Text segment:
***

College Student Sells Car to Invent Inflatable Baby Incubator

James Roberts won the 2014 James Dyson Award.

ByABC News
November 6, 2014, 1:59 PM

— -- A recent college graduate has turned a school assignment, originally funded by selling his car, into an award-winning invention with the potential to save lives.

James Roberts, 23, was named the International Winner of the James Dyson Award this week for inventing an inflatable baby incubator that could potentially be deployed in areas without medical resources.

Roberts was a student at Loughborough University in England when he first become "obsessed" with building an incubator after seeing a documentary on Syria and learning that infants were dying their without medical access.

Roberts, who now lives in south London, said initially the project started as an assignment to “design a product that solves a problem," but that he quickly became obsessed with making it work.

Roberts said once he started with the project, he spent 18-hour days working on it and sold his car to fund prototypes and his research.

“It wasn’t fun,” Roberts said. “Having no weekends and being a zombie.”

PHOTO: James Roberts created a collapsible incubator for premature infants that can be used in remote areas without access to medical care.

***

Input data:
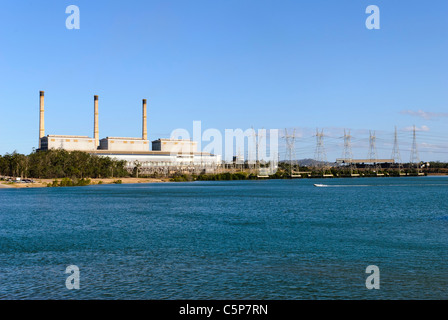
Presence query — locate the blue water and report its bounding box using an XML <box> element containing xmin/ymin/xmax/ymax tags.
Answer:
<box><xmin>0</xmin><ymin>177</ymin><xmax>448</xmax><ymax>299</ymax></box>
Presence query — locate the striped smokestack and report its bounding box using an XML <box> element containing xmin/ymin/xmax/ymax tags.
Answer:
<box><xmin>93</xmin><ymin>96</ymin><xmax>100</xmax><ymax>148</ymax></box>
<box><xmin>142</xmin><ymin>99</ymin><xmax>148</xmax><ymax>140</ymax></box>
<box><xmin>39</xmin><ymin>91</ymin><xmax>45</xmax><ymax>149</ymax></box>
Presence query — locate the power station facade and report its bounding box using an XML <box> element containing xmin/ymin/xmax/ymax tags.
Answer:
<box><xmin>38</xmin><ymin>91</ymin><xmax>221</xmax><ymax>173</ymax></box>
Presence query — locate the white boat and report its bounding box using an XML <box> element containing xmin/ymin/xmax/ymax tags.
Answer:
<box><xmin>314</xmin><ymin>183</ymin><xmax>328</xmax><ymax>187</ymax></box>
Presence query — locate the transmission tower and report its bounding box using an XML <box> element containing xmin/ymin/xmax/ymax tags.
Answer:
<box><xmin>342</xmin><ymin>129</ymin><xmax>353</xmax><ymax>174</ymax></box>
<box><xmin>368</xmin><ymin>131</ymin><xmax>379</xmax><ymax>174</ymax></box>
<box><xmin>314</xmin><ymin>129</ymin><xmax>327</xmax><ymax>175</ymax></box>
<box><xmin>391</xmin><ymin>127</ymin><xmax>402</xmax><ymax>174</ymax></box>
<box><xmin>410</xmin><ymin>126</ymin><xmax>420</xmax><ymax>172</ymax></box>
<box><xmin>284</xmin><ymin>129</ymin><xmax>296</xmax><ymax>177</ymax></box>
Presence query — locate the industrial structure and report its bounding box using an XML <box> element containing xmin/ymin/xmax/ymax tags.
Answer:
<box><xmin>38</xmin><ymin>91</ymin><xmax>221</xmax><ymax>174</ymax></box>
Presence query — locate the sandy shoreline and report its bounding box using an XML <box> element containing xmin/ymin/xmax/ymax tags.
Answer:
<box><xmin>0</xmin><ymin>178</ymin><xmax>169</xmax><ymax>189</ymax></box>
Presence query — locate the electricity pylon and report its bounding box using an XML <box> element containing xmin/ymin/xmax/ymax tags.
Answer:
<box><xmin>410</xmin><ymin>126</ymin><xmax>420</xmax><ymax>173</ymax></box>
<box><xmin>342</xmin><ymin>129</ymin><xmax>353</xmax><ymax>175</ymax></box>
<box><xmin>284</xmin><ymin>129</ymin><xmax>296</xmax><ymax>177</ymax></box>
<box><xmin>314</xmin><ymin>129</ymin><xmax>327</xmax><ymax>175</ymax></box>
<box><xmin>391</xmin><ymin>127</ymin><xmax>402</xmax><ymax>174</ymax></box>
<box><xmin>368</xmin><ymin>131</ymin><xmax>379</xmax><ymax>174</ymax></box>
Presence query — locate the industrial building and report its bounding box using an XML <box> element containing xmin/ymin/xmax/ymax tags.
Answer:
<box><xmin>38</xmin><ymin>91</ymin><xmax>221</xmax><ymax>174</ymax></box>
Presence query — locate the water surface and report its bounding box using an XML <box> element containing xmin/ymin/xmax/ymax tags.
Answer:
<box><xmin>0</xmin><ymin>177</ymin><xmax>448</xmax><ymax>299</ymax></box>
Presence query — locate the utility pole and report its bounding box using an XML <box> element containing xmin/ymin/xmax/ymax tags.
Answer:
<box><xmin>342</xmin><ymin>129</ymin><xmax>353</xmax><ymax>175</ymax></box>
<box><xmin>391</xmin><ymin>126</ymin><xmax>402</xmax><ymax>175</ymax></box>
<box><xmin>284</xmin><ymin>129</ymin><xmax>296</xmax><ymax>178</ymax></box>
<box><xmin>410</xmin><ymin>125</ymin><xmax>420</xmax><ymax>174</ymax></box>
<box><xmin>314</xmin><ymin>129</ymin><xmax>327</xmax><ymax>176</ymax></box>
<box><xmin>368</xmin><ymin>131</ymin><xmax>379</xmax><ymax>175</ymax></box>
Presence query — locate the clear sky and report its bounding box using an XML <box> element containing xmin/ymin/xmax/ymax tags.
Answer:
<box><xmin>0</xmin><ymin>0</ymin><xmax>448</xmax><ymax>161</ymax></box>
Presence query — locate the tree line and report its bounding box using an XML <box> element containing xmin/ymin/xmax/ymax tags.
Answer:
<box><xmin>0</xmin><ymin>150</ymin><xmax>129</xmax><ymax>179</ymax></box>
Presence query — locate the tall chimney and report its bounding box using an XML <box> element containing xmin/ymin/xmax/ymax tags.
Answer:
<box><xmin>93</xmin><ymin>96</ymin><xmax>100</xmax><ymax>148</ymax></box>
<box><xmin>142</xmin><ymin>99</ymin><xmax>148</xmax><ymax>140</ymax></box>
<box><xmin>39</xmin><ymin>91</ymin><xmax>45</xmax><ymax>149</ymax></box>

***

Prompt A: Please retype the incubator article word for word, beginning at the words "James Roberts won" and stopping after "making it work.".
Prompt B: List every word or phrase that the incubator article sets inside quotation marks.
Nothing in the lines has any bearing on this work.

Response area A:
James Roberts won the 2014 James Dyson Award.

ByABC News
November 6, 2014, 1:59 PM

— -- A recent college graduate has turned a school assignment, originally funded by selling his car, into an award-winning invention with the potential to save lives.

James Roberts, 23, was named the International Winner of the James Dyson Award this week for inventing an inflatable baby incubator that could potentially be deployed in areas without medical resources.

Roberts was a student at Loughborough University in England when he first become "obsessed" with building an incubator after seeing a documentary on Syria and learning that infants were dying their without medical access.

Roberts, who now lives in south London, said initially the project started as an assignment to “design a product that solves a problem," but that he quickly became obsessed with making it work.

Response area B:
- obsessed
- design a product that solves a problem
- It wasn’t fun
- Having no weekends and being a zombie.